## start Entries supplied

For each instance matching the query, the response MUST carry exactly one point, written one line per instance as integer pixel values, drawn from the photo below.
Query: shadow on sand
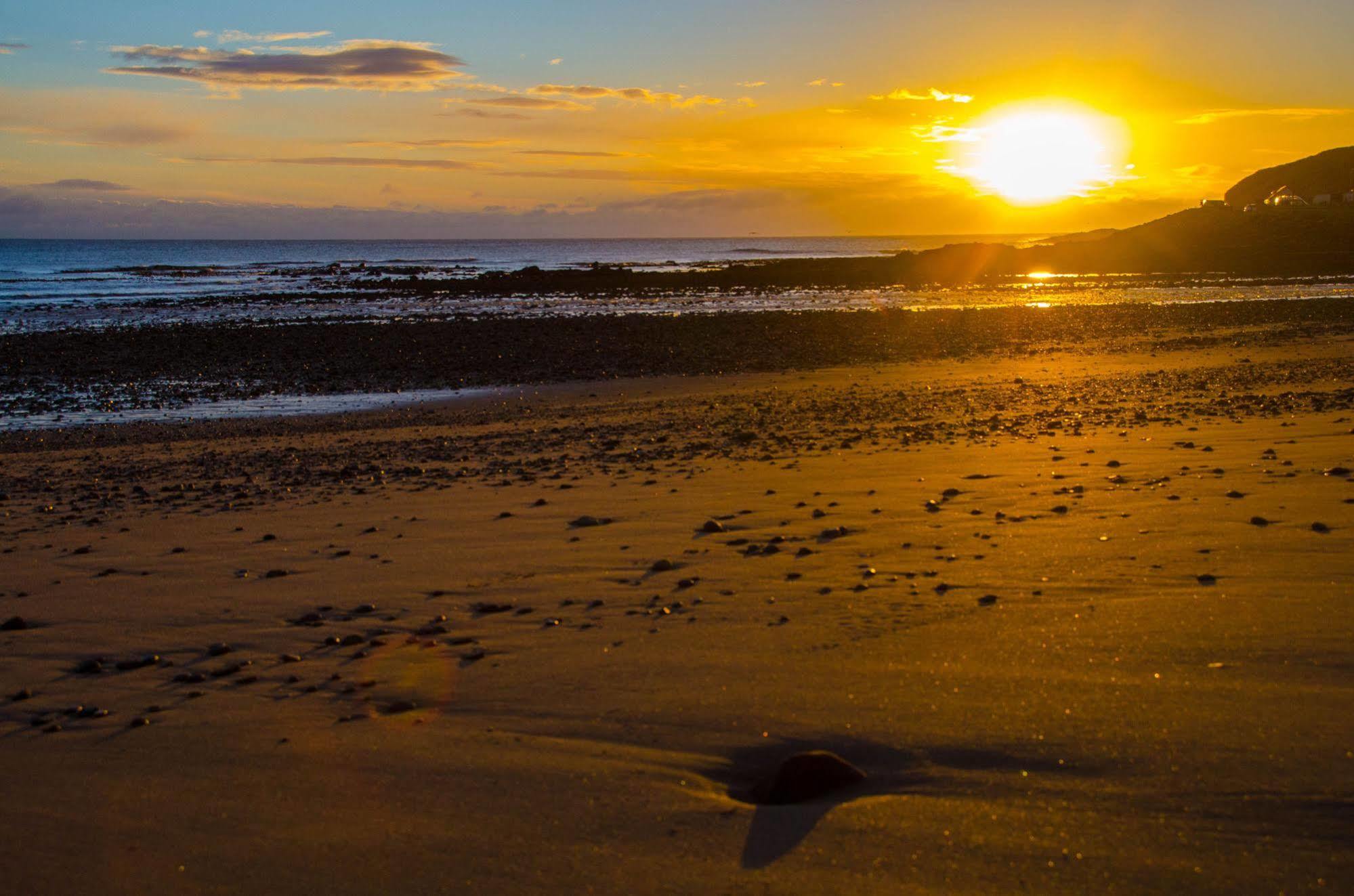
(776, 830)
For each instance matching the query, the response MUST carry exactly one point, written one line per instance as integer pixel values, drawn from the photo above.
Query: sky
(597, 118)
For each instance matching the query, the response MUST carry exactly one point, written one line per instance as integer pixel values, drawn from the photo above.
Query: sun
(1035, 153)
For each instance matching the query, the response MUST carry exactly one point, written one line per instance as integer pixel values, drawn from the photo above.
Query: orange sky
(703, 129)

## end Entries supplied
## start Entries supplied

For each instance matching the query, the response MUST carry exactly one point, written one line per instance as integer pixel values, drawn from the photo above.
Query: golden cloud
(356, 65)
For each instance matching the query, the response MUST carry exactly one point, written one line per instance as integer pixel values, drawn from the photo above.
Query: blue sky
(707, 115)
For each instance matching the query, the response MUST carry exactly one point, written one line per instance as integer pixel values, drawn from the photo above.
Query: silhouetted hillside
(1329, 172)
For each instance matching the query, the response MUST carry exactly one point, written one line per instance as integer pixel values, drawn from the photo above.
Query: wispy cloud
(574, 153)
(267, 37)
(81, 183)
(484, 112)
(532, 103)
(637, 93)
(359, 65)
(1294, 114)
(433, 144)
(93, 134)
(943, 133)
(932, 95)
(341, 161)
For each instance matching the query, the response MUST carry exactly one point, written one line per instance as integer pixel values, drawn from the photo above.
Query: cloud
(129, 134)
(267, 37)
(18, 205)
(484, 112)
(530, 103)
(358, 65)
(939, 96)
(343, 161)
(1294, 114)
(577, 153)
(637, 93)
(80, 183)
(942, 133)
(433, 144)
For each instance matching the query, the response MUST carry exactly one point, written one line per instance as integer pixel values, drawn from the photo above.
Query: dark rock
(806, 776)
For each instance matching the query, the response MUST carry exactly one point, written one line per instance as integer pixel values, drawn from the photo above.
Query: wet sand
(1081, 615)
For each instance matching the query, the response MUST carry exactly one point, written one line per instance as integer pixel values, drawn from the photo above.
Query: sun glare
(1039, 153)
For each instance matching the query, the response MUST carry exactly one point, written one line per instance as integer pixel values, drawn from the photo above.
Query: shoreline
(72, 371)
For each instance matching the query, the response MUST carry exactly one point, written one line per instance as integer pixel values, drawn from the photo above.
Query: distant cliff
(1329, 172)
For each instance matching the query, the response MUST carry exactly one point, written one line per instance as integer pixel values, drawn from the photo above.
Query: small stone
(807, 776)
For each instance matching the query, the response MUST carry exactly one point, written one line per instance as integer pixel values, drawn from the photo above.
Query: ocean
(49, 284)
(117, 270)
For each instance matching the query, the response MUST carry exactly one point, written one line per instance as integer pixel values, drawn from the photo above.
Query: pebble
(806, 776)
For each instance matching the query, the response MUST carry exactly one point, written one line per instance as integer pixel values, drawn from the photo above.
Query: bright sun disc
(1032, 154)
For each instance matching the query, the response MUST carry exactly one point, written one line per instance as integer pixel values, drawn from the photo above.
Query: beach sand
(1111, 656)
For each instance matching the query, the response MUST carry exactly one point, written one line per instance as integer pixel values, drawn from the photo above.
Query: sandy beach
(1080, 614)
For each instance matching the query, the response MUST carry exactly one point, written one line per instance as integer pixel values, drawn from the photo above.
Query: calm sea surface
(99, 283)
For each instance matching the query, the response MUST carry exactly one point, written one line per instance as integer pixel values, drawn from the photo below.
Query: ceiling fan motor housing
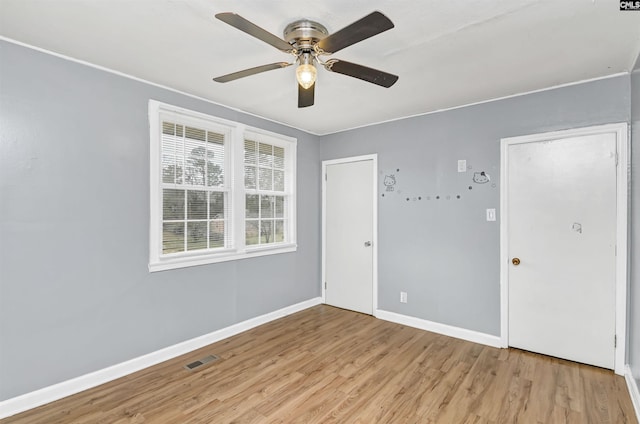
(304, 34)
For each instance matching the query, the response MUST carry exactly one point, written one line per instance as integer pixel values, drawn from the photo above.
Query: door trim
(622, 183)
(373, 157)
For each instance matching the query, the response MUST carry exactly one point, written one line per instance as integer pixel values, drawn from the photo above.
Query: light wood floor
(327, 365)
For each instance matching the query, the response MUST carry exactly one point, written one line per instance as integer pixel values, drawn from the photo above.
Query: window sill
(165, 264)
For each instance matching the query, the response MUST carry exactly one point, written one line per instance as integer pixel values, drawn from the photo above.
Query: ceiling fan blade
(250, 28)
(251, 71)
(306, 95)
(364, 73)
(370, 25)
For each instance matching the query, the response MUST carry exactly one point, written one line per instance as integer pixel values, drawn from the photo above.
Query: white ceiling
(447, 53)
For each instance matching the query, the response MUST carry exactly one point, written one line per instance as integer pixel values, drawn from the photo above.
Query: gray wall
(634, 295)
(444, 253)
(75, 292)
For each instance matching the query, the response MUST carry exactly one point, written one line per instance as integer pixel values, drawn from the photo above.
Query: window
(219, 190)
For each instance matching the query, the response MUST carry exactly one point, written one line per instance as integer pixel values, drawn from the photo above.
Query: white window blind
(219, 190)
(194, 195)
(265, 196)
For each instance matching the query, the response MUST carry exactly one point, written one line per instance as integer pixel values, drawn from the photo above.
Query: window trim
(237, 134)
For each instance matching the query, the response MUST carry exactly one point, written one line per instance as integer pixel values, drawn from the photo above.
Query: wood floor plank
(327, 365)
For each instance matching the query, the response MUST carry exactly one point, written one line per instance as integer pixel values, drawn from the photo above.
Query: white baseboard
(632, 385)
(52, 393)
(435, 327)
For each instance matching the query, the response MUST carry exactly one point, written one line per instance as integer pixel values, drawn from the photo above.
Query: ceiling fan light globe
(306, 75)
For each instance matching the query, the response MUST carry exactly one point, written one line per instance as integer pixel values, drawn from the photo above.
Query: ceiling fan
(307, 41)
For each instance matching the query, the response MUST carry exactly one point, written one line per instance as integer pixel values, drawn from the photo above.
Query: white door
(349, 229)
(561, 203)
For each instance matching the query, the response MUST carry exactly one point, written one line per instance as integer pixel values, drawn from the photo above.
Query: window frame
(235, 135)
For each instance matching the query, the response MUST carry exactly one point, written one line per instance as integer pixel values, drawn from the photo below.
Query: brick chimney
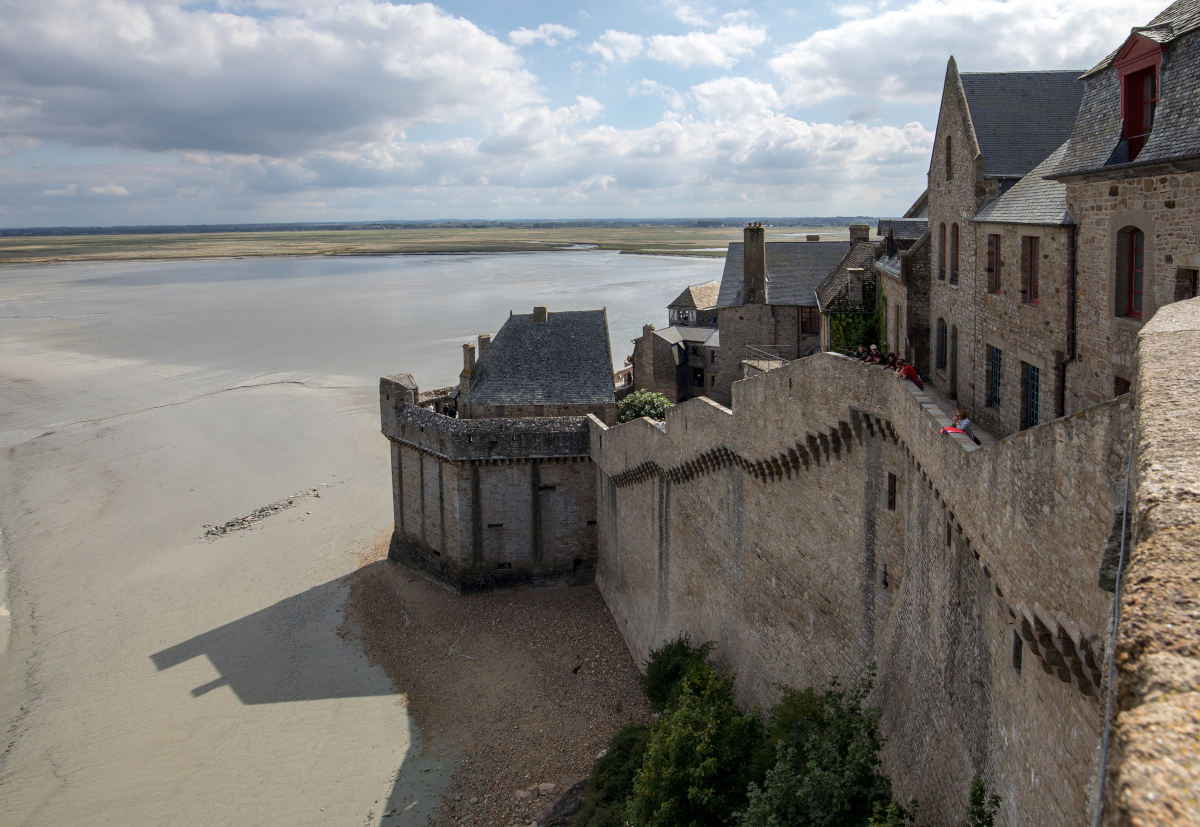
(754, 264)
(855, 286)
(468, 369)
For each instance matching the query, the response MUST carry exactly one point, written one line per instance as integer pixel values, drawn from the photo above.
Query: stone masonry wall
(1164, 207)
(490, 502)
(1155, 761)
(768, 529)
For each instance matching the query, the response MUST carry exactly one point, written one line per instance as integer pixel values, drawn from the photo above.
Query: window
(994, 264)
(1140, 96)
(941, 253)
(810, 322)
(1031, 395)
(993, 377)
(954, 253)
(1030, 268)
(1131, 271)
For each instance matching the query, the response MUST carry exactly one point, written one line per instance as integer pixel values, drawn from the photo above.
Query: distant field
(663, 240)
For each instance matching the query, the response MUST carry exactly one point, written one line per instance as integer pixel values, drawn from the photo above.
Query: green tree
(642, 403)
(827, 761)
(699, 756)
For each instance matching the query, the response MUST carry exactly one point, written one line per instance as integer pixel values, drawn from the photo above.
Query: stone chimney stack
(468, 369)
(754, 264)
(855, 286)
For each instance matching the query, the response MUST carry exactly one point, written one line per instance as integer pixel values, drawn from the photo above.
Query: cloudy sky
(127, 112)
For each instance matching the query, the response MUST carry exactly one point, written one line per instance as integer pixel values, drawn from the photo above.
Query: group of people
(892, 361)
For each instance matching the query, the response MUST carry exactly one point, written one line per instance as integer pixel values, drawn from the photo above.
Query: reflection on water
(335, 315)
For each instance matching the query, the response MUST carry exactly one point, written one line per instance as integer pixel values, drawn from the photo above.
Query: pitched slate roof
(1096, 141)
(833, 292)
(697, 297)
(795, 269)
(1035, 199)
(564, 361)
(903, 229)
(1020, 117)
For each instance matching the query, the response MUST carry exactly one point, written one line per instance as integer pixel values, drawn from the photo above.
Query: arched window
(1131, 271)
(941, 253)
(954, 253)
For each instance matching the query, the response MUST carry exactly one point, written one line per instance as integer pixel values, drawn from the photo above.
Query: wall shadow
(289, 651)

## end Entries supplied
## start Entries supplied

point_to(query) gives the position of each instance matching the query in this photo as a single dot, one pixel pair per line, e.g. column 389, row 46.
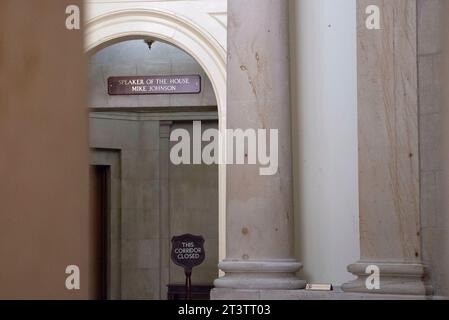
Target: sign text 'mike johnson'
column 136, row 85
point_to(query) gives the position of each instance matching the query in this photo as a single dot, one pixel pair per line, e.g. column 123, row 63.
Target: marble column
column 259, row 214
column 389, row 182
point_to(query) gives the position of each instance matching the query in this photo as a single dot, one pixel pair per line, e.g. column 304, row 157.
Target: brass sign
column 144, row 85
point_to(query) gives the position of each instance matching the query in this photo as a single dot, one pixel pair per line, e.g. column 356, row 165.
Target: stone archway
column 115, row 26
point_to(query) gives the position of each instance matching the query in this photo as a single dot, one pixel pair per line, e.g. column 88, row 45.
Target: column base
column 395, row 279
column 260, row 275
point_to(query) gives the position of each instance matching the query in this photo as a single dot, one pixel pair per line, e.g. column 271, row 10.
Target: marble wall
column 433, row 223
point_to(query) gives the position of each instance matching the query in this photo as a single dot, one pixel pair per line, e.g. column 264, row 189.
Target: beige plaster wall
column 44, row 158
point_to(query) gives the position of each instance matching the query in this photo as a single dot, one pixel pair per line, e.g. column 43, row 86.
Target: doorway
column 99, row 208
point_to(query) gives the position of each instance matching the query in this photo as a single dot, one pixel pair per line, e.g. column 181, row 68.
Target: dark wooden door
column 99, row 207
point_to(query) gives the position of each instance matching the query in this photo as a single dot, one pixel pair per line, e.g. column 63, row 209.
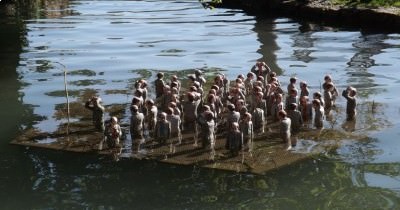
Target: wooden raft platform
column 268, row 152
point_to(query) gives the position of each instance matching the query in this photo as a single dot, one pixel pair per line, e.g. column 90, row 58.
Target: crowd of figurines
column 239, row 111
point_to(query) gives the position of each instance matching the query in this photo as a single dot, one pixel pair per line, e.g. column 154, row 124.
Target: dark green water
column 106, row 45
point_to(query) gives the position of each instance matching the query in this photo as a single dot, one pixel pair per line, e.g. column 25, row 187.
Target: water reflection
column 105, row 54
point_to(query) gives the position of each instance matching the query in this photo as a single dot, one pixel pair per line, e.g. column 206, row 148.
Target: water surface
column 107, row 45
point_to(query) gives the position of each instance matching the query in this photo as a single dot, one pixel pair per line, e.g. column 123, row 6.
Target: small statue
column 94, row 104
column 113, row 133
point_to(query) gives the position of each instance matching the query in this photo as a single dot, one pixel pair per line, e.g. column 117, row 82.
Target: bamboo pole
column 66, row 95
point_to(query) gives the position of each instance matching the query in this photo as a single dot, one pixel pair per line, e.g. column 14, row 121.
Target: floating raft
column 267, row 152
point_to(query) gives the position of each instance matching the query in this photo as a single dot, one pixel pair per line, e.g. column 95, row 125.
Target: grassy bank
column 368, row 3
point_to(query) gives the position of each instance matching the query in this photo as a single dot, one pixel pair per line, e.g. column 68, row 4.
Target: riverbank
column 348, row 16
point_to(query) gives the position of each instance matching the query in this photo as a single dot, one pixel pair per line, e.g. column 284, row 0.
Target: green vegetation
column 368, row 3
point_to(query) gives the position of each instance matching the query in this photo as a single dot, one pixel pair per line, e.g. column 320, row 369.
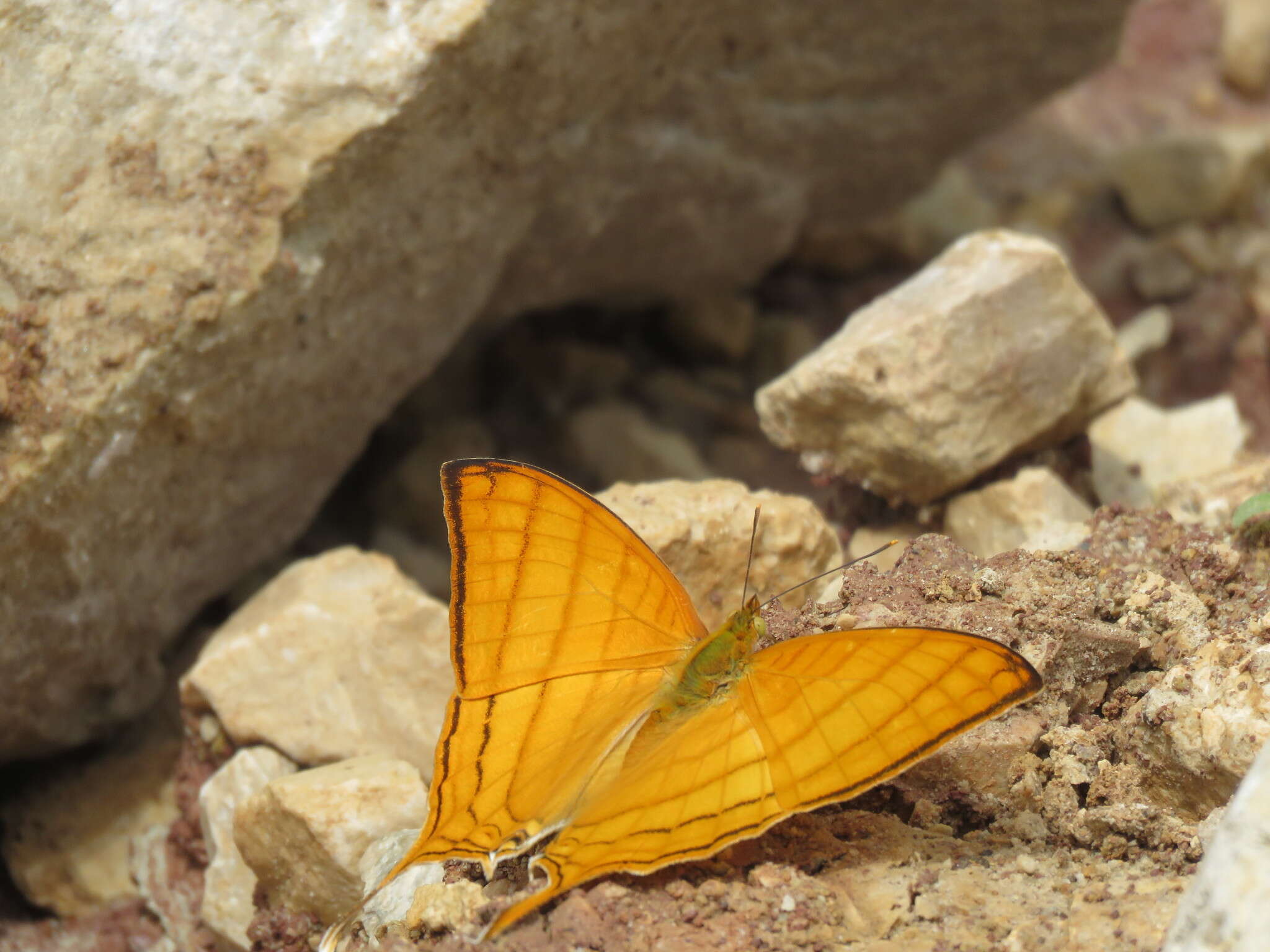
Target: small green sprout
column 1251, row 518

## end Entries supplied

▶ Directive
How many lines in the material above contain the word "window"? Give only the number.

▶ Exercise response
7